:: QUOTED TEXT ::
■ ■ ■ ■ ■ ■ ■
TWIELGOS2 · ‎2014-02-21

We have been having this problem for months with plain old snapmirror. We have a 10G connection between two different clusters, and snapmirror performance has been calculated at around 100Mb/sec - completely unacceptable.

We disabled reallocate per bug 768028, no help. We disabled throttling, and that helped, but not enough - and as a debug flag, disabling throttling comes with a production performance cost.

We used this to disable the throttle:

node run local -command "priv set diag; setflag repl_throttle_enable 0;"

mark_schuren · ‎2014-02-24

Thanks for the tips.

I tried both settings (disable free-space realloc on source and destination aggrs, as well as setflag repl_throttle_enable 0 on source and destination nodes), but this did not make things better, maybe slightly but not really.

I meanwhile experimented a bit more, migrated all intercluster interfaces of my source nodes to gigabit ports (instead of vlan-tagged 10gig interfaces).

Although unexpected this helped quite a lot! Doubled my overall throughput by going to slower NICs on the source side.

Next step is finally open a performance case

officeworks · ‎2014-02-24

It smells like flow control on the 10Gb links to me..

ask the network guys if they see alot of RX/TX pause packets on the switch ports.. may as well check for switch port errors while you are at it.. or work with the network guys to see if there are a lot of retransmits

this is the situation where I would have hoped netapp would have network performance tools like iperf so we can validate infrastructure and throughput when the system is put in.

mark_schuren · ‎2014-02-25

Checked that already. Switch stats look clean (don't have them anymore).

Ifstat on netapp side looks good:

-- interface e1b (54 days, 8 hours, 12 minutes, 26 seconds) --

RECEIVE

Frames/second: 3690 | Bytes/second: 18185k | Errors/minute: 0

Discards/minute: 0 | Total frames: 30935m | Total bytes: 54604g

Total errors: 0 | Total discards: 0 | Multi/broadcast: 7

No buffers: 0 | Non-primary u/c: 0 | Tag drop: 0

Vlan tag drop: 0 | Vlan untag drop: 0 | Vlan forwards: 0

Vlan broadcasts: 0 | Vlan unicasts: 0 | CRC errors: 0

Runt frames: 0 | Fragment: 0 | Long frames: 0

Jabber: 0 | Bus overruns: 0 | Queue drop: 0

Xon: 0 | Xoff: 0 | Jumbo: 0

TRANSMIT

Frames/second: 3200 | Bytes/second: 12580k | Errors/minute: 0

Discards/minute: 0 | Total frames: 54267m | Total bytes: 343t

Total errors: 0 | Total discards: 0 | Multi/broadcast: 78699

Queue overflows: 0 | No buffers: 0 | Xon: 6

Xoff: 100 | Jumbo: 3285m | Pktlen: 0

Timeout: 0 | Timeout1: 0

LINK_INFO

Current state: up | Up to downs: 2 | Speed: 10000m

Duplex: full | Flowcontrol: full

So there are some Xon/XOff packets, but very few.
■ ■ ■ ■ ■ ■ ■
Entries from a pointing dataset:

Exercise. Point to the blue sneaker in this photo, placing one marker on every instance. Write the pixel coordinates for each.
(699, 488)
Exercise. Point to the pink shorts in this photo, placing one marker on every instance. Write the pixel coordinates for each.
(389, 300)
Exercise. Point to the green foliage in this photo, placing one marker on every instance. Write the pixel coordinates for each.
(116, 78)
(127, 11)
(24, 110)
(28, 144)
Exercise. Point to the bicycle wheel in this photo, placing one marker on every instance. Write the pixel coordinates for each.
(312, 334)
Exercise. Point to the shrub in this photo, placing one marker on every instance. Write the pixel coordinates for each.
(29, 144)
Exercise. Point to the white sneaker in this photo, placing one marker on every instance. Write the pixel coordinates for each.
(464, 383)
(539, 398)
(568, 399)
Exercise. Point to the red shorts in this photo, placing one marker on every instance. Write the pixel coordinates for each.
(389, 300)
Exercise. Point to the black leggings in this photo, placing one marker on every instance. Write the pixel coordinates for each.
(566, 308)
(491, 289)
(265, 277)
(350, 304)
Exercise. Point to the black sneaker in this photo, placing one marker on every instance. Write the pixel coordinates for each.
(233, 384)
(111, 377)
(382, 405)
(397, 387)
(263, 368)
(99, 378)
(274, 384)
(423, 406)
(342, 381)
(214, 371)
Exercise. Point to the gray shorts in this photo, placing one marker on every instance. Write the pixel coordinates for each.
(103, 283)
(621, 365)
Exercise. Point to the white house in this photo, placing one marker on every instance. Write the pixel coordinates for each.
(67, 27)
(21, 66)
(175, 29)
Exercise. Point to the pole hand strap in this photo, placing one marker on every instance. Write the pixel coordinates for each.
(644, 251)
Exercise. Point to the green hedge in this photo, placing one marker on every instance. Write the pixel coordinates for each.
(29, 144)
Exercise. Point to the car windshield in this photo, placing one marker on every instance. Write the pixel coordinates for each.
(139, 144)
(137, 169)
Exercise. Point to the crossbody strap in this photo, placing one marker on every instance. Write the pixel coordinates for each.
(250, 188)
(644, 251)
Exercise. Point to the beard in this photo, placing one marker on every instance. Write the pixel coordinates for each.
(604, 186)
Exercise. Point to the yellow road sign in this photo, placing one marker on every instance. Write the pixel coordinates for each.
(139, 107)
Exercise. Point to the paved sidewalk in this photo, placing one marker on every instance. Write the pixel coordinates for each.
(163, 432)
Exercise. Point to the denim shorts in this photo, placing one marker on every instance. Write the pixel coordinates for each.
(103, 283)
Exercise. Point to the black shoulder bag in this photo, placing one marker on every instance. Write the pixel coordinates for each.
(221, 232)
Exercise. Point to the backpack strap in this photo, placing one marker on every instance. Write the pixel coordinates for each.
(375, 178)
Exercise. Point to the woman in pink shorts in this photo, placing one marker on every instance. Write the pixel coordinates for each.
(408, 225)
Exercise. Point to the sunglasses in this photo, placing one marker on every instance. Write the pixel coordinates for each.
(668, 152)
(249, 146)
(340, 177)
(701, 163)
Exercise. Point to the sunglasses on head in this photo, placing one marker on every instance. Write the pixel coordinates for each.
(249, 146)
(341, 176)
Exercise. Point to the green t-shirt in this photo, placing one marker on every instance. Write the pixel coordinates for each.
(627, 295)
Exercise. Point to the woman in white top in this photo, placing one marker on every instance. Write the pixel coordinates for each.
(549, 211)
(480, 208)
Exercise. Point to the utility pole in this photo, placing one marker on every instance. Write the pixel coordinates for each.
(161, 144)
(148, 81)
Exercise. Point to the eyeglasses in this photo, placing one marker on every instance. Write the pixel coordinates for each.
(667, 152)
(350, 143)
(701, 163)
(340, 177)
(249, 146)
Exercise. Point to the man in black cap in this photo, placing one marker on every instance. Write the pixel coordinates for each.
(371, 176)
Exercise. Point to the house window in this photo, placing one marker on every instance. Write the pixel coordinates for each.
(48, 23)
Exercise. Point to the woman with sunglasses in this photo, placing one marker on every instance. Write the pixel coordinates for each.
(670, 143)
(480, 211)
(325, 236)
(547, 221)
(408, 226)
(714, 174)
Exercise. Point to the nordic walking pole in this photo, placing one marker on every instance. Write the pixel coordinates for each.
■ ■ ■ ■ ■ ■ ■
:: TASK A ::
In the snapmirror thread, why does the first poster say that turning off throttling was not a satisfactory fix, even though it helped?
:: TASK B ::
Please answer these questions from the snapmirror thread:
(i) What speed is the connection between the two clusters in the first post?
(ii) To what kind of ports did mark_schuren move the intercluster interfaces of his source nodes?
(iii) What Xoff count appears under TRANSMIT in the ifstat output?
:: TASK C ::
Go on with the snapmirror thread from the point where it stops.

:: RESPONSE A ::
Turning off throttling improved things but not enough. Because it is a debug flag, disabling it also carries a performance cost in production.

:: RESPONSE B ::
(i) 10G.
(ii) Gigabit ports, instead of vlan-tagged 10gig interfaces.
(iii) 100.

:: RESPONSE C ::
The very same link (same node) transports NFS I/O with 500MByte/sec (via different LIF), so I don't think the interface has any problems. However, Snapmirror average throughput remains below 50 MByte/sec, no matter what I try.

NetApp_SEAL · ‎2014-09-02

Hi Mark,

As you saw my other posts in a similar thread...

You say it's a flat network (no routing)...Ok. But with SnapMirror, the routing groups / routes themselves on the clusters can be tricky (as I have discovered in a weird issue I was previously having).

Can you output the following?

cluster::> network routing groups show

cluster::> network routing groups route show

Can you output a trace from a source IC LIF to a destination IC LIF as well, please?

Also - check this KB (if you have not already): https://library.netapp.com/ecmdocs/ECMM1278318/html/onlinebk/protecting/task/t_oc_prot_sm-adjust-tcp-window-size.html

Hope I can attempt to help out!

Thanks!
Trey

mark_schuren · ‎2014-09-04

Hi, thanks for your info.

I have no gateway (no route) defined in my intercluster routing groups - because these IC lifs are on a flat subnet (low latency) and should only communicate within this local network.

The strange thing is, if I migrate my SOURCE IC LIF to a 1gig port, the traffic flows with constant 110MByte/s.

As soon as I migrate it to a 10gig port, traffic is very peaky and never constant above 100MByte/sec. In average it is even slower... Same network, same Nexus, same transfer...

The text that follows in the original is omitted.